Start Material for the task
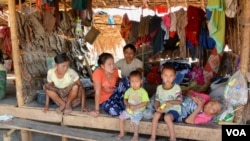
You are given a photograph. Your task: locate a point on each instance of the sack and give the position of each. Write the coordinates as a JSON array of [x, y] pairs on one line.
[[236, 92]]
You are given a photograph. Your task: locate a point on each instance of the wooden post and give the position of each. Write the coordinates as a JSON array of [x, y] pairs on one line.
[[245, 49], [245, 22], [15, 52]]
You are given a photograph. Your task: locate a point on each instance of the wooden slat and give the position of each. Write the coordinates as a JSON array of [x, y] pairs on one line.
[[197, 132], [57, 130], [31, 113]]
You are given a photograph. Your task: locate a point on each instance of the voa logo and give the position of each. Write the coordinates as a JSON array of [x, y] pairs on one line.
[[236, 132]]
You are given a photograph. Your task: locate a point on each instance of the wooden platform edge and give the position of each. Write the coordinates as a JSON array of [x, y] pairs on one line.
[[206, 132], [31, 113], [55, 129]]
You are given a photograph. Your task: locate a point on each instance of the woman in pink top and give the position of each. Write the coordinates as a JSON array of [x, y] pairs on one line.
[[64, 86], [105, 79]]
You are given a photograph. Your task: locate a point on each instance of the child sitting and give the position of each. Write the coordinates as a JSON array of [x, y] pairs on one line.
[[135, 98], [168, 95], [197, 108]]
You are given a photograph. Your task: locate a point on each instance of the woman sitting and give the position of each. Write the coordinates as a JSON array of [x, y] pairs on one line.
[[105, 79], [64, 86]]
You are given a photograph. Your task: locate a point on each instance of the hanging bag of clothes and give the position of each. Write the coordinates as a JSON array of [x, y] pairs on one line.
[[236, 92]]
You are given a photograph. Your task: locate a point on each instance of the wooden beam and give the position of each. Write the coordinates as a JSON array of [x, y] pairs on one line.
[[31, 113], [6, 136], [197, 132], [58, 130], [15, 51]]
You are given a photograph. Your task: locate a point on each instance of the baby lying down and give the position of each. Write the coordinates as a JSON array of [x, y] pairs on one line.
[[197, 108]]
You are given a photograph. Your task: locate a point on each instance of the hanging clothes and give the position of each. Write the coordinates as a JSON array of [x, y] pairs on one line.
[[194, 18], [133, 33], [126, 28], [156, 34], [212, 66], [181, 23], [217, 22], [205, 41]]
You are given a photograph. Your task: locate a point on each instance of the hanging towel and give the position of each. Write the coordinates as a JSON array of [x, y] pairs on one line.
[[216, 23]]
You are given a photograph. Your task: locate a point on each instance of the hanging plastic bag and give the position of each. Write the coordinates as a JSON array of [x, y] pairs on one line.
[[236, 90]]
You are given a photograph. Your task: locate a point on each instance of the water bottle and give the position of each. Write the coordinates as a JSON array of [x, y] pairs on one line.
[[78, 26]]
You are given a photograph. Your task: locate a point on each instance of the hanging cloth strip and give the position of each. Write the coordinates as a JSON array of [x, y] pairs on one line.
[[216, 23], [194, 16]]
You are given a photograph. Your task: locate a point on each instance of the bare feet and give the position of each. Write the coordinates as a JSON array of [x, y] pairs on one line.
[[68, 110], [45, 109], [84, 109], [151, 139], [120, 136], [172, 139], [60, 109], [135, 138]]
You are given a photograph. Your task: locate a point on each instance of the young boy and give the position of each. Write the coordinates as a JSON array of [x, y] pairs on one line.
[[135, 98], [167, 102]]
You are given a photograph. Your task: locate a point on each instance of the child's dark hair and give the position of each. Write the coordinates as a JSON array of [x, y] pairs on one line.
[[131, 46], [103, 57], [135, 73], [60, 58], [168, 67]]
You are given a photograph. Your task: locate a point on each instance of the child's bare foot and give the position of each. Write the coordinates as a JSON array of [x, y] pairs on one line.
[[60, 109], [120, 136], [45, 109], [135, 138], [172, 139], [68, 110], [151, 139]]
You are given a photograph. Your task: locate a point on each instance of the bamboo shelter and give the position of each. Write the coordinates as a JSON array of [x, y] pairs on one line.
[[36, 38]]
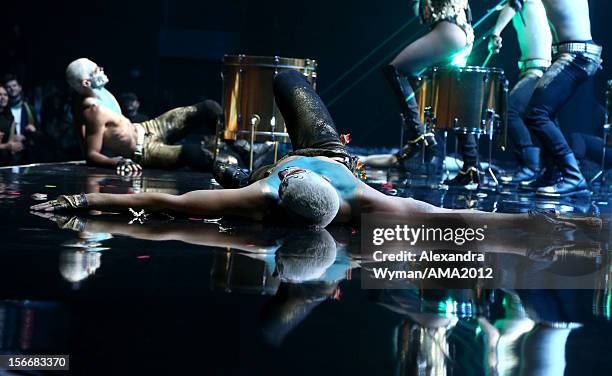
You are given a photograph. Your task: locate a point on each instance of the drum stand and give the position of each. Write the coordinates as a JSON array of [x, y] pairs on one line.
[[489, 128], [602, 172]]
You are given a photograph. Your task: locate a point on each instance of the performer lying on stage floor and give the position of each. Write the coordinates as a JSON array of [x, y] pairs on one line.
[[314, 186], [111, 140]]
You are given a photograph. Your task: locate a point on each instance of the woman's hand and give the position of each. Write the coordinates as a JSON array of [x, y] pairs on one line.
[[63, 202]]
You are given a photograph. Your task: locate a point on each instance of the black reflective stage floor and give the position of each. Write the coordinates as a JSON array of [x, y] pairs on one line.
[[176, 294]]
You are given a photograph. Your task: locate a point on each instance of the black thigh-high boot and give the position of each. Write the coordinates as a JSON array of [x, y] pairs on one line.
[[409, 109], [572, 182], [309, 124], [469, 174]]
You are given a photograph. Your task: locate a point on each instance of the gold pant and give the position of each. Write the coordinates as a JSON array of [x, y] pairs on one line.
[[162, 132]]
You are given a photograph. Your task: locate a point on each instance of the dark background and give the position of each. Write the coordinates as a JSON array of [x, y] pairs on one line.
[[169, 52]]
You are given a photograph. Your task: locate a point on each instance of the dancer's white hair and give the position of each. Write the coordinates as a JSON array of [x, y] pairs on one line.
[[311, 200], [79, 70]]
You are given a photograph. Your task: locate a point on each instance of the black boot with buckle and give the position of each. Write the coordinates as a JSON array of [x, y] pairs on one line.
[[571, 184]]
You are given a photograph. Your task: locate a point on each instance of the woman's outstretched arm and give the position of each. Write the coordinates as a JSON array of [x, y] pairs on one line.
[[248, 202]]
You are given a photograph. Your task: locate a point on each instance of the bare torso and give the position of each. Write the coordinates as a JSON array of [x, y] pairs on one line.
[[357, 198], [119, 136], [570, 19]]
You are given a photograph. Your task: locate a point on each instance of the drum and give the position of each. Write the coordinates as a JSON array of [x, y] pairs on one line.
[[423, 94], [248, 98], [467, 99]]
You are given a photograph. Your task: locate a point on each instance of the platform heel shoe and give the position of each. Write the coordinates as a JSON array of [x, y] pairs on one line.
[[571, 184], [468, 179], [230, 176]]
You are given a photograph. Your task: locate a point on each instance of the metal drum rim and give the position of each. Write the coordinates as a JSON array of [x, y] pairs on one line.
[[470, 68]]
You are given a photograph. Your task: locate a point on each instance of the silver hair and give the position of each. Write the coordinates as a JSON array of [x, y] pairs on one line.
[[79, 70], [311, 200]]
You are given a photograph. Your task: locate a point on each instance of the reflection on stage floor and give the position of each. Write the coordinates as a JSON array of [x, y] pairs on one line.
[[161, 294]]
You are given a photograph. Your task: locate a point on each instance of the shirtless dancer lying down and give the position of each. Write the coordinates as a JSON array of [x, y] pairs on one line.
[[313, 186]]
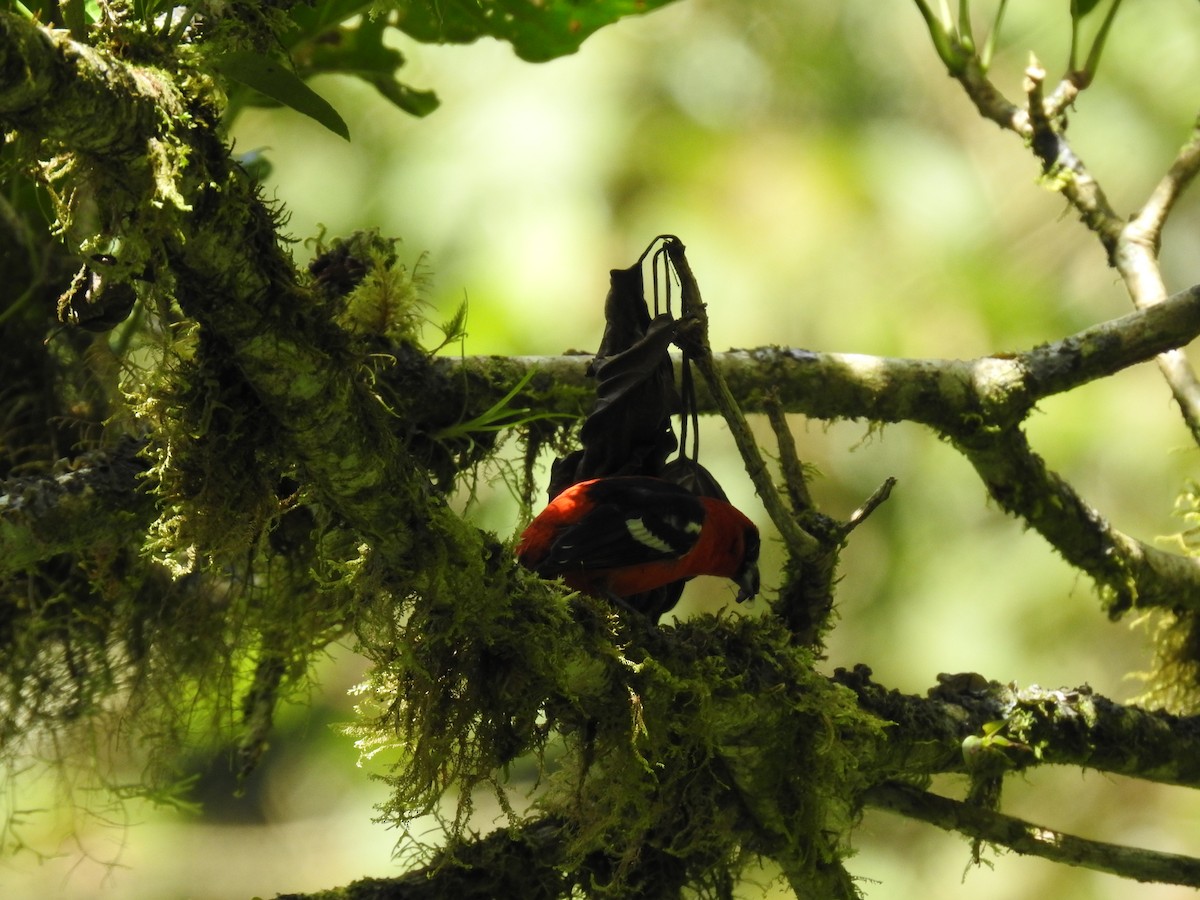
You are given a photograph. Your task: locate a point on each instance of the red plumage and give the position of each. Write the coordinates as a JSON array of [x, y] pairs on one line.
[[627, 535]]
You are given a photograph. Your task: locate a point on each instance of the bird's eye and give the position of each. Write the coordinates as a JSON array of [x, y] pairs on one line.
[[753, 544]]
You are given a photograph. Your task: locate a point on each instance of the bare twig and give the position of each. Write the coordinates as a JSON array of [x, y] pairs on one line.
[[798, 541]]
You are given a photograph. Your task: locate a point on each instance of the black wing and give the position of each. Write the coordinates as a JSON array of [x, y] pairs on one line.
[[634, 521]]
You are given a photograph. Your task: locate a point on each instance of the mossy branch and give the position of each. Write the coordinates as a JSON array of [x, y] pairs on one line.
[[1030, 839]]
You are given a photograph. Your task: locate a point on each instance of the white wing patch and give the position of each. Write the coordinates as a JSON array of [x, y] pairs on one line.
[[640, 533], [643, 535]]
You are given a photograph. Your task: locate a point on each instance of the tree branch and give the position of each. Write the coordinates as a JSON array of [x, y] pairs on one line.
[[97, 501], [1042, 727], [1029, 839]]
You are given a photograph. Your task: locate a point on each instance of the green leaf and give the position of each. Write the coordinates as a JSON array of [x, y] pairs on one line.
[[539, 30], [360, 52], [274, 79]]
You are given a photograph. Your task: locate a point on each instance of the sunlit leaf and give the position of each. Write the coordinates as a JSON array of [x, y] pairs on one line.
[[538, 29], [279, 83]]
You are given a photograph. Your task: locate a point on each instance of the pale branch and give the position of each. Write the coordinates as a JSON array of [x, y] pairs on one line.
End Material for the task
Problem details: Copy out everything from the beginning of the entries down to the line reading "[[64, 86], [105, 79]]", substituting "image" for each "photograph" and leaving all else unchanged. Omit the pictures.

Task output:
You are given a image. Your task: locate a point on each instance of the sack and give the position of each. Write the coordinates as a JSON array of [x, y] pairs on one line.
[[236, 92]]
You are given a image. Your task: locate a point on each instance of the wooden post and give the position of each. Write the coordinates as a JSON array of [x, y] pairs on one line.
[[245, 49], [245, 22], [15, 52]]
You are given a image. Your task: locate a point on each instance of the wooden slat and give the position of each. Write the coordinates as a JSON array of [x, y] pairs on one line.
[[197, 132], [57, 130], [31, 113]]
You are given a image. Your task: locate a point on each instance of the voa logo and give the position of each. Write the coordinates as a JSON array of [x, y] pairs on one line.
[[236, 132]]
You are given a image. Your task: locate a point on each instance of the wooden platform edge and give the position of each. Write the coordinates as a JSON array of [x, y] pairs on one line.
[[206, 132], [31, 113], [55, 129]]
You are given a image. Your task: locate a point on each instance of the woman in pink top and give the position of each. Write the coordinates as a JSON array of [x, y] pairs on one line.
[[64, 86], [105, 79]]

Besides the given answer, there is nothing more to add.